SUPPLIED PASSAGE ::
FLASH MEMORY CONTROL APPARATUS HAVING SIGNAL-CONVERTING MODULE

Abstract

A flash memory control apparatus having a signal-converting module is described. The signal-converting module includes a primary controller, a signal-converting module, a data buffer, and a secondary controller. The primary controller generates a plurality of control signals based on a first control interface. The signal-converting module receiving a reading enable signal and a writing enable signal of the control signals and converts the reading enable signal and the writing enable signal into a writing/reading signal based on a second control interface. The data buffer stores the data from the primary controller according to the first control interface and stores the data from the flash memory according to the second control interface. The secondary controller transmits the writing/reading signal, a clock signal and a data strobe signal to the flash memory based on the second control interface.

Description

FIELD OF THE INVENTION

The present invention relates to a memory apparatus, and more particularly relates to a flash memory control apparatus having a signal-converting module which is applicable to NAND (Not AND) flash memory.

BACKGROUND OF THE INVENTION

With the rapid development of flash memory, a variety of flash memory interface specifications, such as NAND (Not AND) flash, are widely utilized. For performance improvement of the NAND flash memory, one kind of flash interface, e.g. open NAND flash interface (ONFI) standard protocol, is thus established. However, the interface specification of the conventional NAND flash memory cannot be compatible to the interface of the ONFI flash memory. Particularly, the pin assignments of the conventional NAND flash memory are different from these of the ONFI flash memory. Generally speaking, the ONFI flash memory only supports the type of on-die controller. Therefore, these products adopting the old NAND flash memory need to be re-designed so as to meet the standard protocol of the interface of ONFI flash memory, thereby resulting in no cost-effectiveness. Consequentially, there is a need to develop a novel flash memory to solve the aforementioned problem.

SUMMARY OF THE INVENTION

The objective of the present invention is to provide a flash memory control apparatus having a signal-converting module based on one flash memory interface to be compatible to another flash memory interface, such as ONFI flash memory.

According to the above objective, the present invention sets forth a flash memory control apparatus having a signal-converting module. The flash memory control apparatus includes a primary controller, a signal-converting module, a data buffer, and a secondary controller. The flash memory control apparatus is used to control a flash memory. The signal-converting module is coupling the primary controller to the secondary controller therebetween. The data buffer is coupling the primary controller to the secondary controller therebetween. The secondary controller is coupled to the flash memory.

The primary controller generates a first set of control signals based on a first control interface. The first set of control signals further includes a reading enable signal and a writing enable signal. The signal-converting module receives the reading enable signal and the writing enable signal from the primary controller. The signal-converting module further converts both the reading enable signal and the writing enable signal into a writing/reading signal based on a second control interface. For example, while the writing/reading signal is high level, the data are sent to the flash memory. Conversely, while the writing/reading signal is high level, the data are outputted from the flash memory.

(Data records)
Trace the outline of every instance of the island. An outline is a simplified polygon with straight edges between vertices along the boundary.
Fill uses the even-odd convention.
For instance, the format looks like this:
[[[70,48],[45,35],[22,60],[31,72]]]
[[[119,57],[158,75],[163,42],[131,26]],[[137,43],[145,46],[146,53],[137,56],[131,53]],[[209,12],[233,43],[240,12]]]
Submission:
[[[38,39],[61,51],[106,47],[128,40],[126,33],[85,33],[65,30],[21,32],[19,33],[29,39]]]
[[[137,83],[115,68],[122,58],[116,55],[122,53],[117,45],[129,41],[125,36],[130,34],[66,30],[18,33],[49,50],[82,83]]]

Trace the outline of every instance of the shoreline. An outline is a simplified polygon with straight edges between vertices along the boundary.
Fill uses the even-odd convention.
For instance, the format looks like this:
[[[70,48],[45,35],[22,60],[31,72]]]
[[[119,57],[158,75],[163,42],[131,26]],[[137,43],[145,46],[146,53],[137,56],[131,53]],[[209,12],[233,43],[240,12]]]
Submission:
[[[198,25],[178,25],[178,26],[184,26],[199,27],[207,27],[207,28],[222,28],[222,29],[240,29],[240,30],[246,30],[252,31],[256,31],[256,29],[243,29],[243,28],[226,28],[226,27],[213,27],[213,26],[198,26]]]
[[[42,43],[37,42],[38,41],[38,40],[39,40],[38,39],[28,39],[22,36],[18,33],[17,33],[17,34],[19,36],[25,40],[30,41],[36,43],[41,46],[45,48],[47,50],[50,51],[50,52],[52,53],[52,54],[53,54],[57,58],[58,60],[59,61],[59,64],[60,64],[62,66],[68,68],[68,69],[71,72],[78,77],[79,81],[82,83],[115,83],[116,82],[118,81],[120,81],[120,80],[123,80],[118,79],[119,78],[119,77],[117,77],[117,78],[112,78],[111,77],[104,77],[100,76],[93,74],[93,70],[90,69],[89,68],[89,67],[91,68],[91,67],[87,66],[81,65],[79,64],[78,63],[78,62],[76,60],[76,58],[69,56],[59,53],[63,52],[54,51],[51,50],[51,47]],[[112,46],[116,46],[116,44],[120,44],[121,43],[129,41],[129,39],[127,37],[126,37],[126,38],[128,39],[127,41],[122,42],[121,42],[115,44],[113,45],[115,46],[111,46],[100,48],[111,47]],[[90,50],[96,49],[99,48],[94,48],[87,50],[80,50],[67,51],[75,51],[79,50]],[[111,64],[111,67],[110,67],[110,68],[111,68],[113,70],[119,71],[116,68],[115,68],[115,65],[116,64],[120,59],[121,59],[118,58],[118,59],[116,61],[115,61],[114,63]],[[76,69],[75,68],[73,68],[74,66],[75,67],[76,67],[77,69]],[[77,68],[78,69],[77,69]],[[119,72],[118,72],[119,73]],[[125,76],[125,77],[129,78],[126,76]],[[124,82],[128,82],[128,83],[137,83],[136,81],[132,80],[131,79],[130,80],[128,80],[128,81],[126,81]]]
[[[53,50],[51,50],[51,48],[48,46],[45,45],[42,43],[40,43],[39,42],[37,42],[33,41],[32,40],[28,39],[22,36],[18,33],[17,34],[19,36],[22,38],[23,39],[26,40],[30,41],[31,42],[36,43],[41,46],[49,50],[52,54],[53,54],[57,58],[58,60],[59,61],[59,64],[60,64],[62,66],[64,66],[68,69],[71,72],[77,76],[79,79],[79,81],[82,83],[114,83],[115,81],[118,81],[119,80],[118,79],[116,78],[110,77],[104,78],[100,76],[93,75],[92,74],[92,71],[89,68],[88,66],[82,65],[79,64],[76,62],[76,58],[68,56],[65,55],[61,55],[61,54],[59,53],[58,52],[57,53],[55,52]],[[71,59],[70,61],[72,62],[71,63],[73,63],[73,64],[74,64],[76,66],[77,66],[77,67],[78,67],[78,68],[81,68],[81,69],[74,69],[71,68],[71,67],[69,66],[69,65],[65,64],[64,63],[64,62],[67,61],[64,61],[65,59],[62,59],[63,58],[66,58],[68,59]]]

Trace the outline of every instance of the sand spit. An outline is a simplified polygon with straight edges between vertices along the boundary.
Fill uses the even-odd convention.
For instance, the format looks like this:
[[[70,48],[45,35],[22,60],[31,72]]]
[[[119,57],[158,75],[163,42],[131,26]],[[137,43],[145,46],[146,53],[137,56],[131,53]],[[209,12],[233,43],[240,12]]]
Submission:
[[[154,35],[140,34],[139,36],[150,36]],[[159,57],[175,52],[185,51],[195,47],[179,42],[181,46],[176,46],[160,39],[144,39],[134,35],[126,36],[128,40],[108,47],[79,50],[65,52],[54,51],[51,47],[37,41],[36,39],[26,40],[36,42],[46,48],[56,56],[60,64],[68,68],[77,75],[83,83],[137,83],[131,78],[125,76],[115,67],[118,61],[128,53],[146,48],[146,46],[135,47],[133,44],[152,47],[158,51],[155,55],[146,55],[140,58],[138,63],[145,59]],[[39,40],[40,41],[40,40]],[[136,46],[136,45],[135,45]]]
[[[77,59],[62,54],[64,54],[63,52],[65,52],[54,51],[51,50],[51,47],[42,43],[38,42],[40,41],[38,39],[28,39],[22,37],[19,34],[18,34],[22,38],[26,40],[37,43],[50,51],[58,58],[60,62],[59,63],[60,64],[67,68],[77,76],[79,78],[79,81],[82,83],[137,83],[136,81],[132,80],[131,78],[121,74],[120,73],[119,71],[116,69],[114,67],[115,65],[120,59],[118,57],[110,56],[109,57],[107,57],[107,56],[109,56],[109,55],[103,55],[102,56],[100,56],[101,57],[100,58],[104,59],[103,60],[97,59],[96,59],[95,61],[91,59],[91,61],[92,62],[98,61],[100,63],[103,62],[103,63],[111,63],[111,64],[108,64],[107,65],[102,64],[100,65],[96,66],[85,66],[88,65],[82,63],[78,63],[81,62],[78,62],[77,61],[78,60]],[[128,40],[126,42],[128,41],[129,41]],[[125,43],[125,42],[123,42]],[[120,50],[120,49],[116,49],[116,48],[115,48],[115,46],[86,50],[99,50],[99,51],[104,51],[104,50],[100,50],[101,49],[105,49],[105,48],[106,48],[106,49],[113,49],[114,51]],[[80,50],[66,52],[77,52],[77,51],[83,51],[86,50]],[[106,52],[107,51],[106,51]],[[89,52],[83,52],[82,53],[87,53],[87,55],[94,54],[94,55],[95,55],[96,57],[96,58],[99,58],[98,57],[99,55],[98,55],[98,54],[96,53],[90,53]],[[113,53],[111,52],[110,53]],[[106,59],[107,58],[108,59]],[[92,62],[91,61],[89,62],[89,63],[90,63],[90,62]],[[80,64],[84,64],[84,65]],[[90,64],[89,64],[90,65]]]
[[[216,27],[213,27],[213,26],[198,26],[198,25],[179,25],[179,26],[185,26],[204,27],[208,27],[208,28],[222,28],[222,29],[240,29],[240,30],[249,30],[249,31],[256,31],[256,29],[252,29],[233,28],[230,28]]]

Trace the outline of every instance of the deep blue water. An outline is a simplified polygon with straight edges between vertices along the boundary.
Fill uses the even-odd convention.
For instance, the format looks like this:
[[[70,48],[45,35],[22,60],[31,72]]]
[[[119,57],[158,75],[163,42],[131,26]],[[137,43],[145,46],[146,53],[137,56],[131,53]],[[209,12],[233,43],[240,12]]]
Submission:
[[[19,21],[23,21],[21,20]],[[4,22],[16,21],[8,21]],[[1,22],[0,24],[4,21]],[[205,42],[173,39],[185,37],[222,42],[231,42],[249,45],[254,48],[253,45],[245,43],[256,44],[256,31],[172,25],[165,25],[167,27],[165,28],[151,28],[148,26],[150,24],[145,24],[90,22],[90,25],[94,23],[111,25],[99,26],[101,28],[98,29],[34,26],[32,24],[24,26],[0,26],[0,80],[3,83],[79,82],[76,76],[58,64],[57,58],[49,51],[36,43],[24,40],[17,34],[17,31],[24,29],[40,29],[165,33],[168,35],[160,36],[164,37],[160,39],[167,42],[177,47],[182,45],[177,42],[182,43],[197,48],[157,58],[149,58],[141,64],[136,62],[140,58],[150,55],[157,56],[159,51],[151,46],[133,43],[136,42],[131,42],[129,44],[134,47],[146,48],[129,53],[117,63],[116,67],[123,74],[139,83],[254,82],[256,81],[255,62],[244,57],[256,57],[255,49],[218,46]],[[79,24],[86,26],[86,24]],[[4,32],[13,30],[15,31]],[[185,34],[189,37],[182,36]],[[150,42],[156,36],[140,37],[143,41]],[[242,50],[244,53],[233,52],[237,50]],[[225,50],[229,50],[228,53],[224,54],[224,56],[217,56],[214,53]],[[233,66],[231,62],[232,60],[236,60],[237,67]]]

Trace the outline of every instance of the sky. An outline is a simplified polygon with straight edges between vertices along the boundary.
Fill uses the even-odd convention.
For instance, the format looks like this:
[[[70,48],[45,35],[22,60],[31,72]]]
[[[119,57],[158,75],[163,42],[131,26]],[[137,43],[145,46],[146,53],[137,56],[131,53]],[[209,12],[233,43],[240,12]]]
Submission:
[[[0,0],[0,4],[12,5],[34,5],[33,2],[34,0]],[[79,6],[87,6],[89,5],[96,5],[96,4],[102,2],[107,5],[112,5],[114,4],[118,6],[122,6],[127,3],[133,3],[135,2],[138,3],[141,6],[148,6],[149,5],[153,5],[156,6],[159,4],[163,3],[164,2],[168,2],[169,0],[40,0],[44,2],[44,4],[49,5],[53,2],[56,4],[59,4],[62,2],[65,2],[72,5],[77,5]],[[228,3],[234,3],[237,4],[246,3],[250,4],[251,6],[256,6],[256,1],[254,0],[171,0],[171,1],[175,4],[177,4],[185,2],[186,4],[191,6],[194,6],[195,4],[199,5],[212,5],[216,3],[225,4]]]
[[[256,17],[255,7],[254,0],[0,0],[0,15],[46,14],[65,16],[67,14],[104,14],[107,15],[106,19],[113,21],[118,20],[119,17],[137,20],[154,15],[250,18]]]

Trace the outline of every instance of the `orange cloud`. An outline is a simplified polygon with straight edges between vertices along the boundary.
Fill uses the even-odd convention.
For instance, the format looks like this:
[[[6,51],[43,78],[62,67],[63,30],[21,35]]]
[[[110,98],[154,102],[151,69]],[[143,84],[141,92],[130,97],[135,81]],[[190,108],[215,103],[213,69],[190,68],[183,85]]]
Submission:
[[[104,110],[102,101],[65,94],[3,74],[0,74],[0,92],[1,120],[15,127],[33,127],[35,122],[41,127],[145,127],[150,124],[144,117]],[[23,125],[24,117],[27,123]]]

---

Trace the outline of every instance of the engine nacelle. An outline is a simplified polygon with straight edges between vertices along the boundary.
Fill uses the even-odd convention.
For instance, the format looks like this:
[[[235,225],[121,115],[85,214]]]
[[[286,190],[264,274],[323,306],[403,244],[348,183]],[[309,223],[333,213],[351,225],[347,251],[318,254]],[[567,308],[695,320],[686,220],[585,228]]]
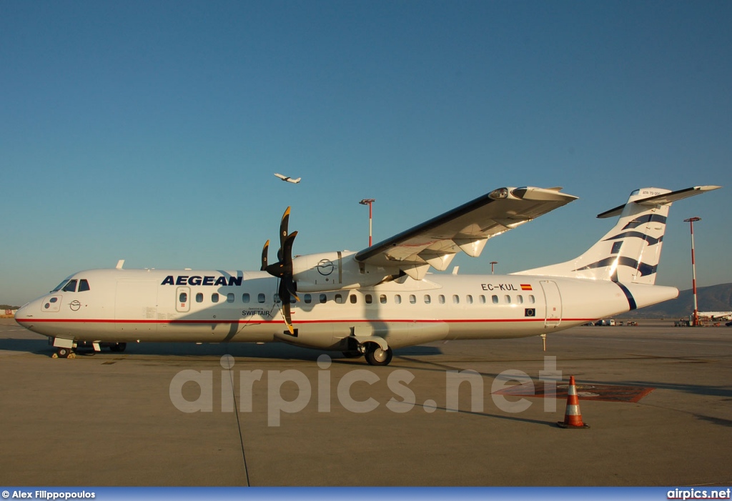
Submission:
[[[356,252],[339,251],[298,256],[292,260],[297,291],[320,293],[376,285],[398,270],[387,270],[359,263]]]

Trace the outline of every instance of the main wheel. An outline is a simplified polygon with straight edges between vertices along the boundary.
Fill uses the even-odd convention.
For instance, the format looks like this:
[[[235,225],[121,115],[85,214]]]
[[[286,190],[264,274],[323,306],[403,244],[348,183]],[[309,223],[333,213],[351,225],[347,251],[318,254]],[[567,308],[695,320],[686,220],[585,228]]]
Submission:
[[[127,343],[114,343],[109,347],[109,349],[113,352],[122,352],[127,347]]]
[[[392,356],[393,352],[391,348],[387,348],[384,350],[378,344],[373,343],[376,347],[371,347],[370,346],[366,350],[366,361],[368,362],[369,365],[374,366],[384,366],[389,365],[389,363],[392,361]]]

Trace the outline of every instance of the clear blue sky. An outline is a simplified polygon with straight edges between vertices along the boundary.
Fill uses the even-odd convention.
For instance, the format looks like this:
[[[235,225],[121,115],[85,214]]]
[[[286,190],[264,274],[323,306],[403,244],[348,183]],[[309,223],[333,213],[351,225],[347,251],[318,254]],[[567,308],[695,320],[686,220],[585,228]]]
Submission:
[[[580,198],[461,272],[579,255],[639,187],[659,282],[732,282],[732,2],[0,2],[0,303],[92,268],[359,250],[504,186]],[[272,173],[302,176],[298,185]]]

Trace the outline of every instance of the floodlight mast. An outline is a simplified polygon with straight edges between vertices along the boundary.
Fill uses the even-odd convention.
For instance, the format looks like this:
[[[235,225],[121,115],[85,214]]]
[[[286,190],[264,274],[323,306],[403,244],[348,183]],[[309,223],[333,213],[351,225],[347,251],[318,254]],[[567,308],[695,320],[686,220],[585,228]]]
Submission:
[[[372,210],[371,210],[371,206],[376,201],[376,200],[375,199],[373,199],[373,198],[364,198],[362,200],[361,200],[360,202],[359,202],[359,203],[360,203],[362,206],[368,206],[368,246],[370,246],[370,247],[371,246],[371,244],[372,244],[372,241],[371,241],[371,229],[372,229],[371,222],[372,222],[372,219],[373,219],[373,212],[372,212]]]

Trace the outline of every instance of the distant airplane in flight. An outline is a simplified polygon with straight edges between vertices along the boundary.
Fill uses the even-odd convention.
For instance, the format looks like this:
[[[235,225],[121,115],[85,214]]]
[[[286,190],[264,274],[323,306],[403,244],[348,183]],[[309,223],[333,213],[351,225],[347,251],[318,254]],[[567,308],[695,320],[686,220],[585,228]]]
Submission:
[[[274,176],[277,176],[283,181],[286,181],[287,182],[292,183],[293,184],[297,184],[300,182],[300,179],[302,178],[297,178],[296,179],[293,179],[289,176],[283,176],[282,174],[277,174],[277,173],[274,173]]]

PROBLEM 1 :: In the flash memory patent text, which two signals does the signal-converting module turn into a writing/reading signal?
PROBLEM 2 :: Continue the flash memory patent text after its last sentence.

TASK RESULT 1 :: The reading enable signal and the writing enable signal.

TASK RESULT 2 ::
The first set of control signals based on the first control interface includes a command latch enable signal (SCLE), a chip enable signal (/SCE), a write enable signal (/SWE), an address latch enable signal (SALE), a read enable signal (/SRE), an input/output (I/Ox) signal, a write protecting signal (/WP), and a ready/busy (R/B) status signal. The second set of control signals based on the second control interface includes a command latch enable signal (SCLE), a chip enable signal (/SCE), a writing/reading signal /(W/R), an address latch enable signal (SALE), a data strobe signal (DQS), a DQx signal, a clock signal (CLK), a write protecting signal (IWP), and a ready/busy (R/B) status signal. In the present invention, “asynchronous” indicates that the data are latched with /SWE signal during the writing procedure and the data are latched with /SRE signal during the reading procedure. “Synchronous represents when the strobe signal (DQS) is forwarded the data to indicate when the data should be latched.

The command latch enable signal (SCLE) is one of the signals used by the host to indicate the type of bus cycle including command, address, and data. The chip enable signal (/SCE) is used to select the flash memory. When the chip enable signal (/SCE) is high and the flash memory is in the ready state, the flash memory goes into a low-power standby state. When chip enable signal (/SCE) is low, the flash memory is selected. The address latch enable signal (SALE) is used by the flash memory control apparatus to indicate the type of bus cycle including command, address, and data.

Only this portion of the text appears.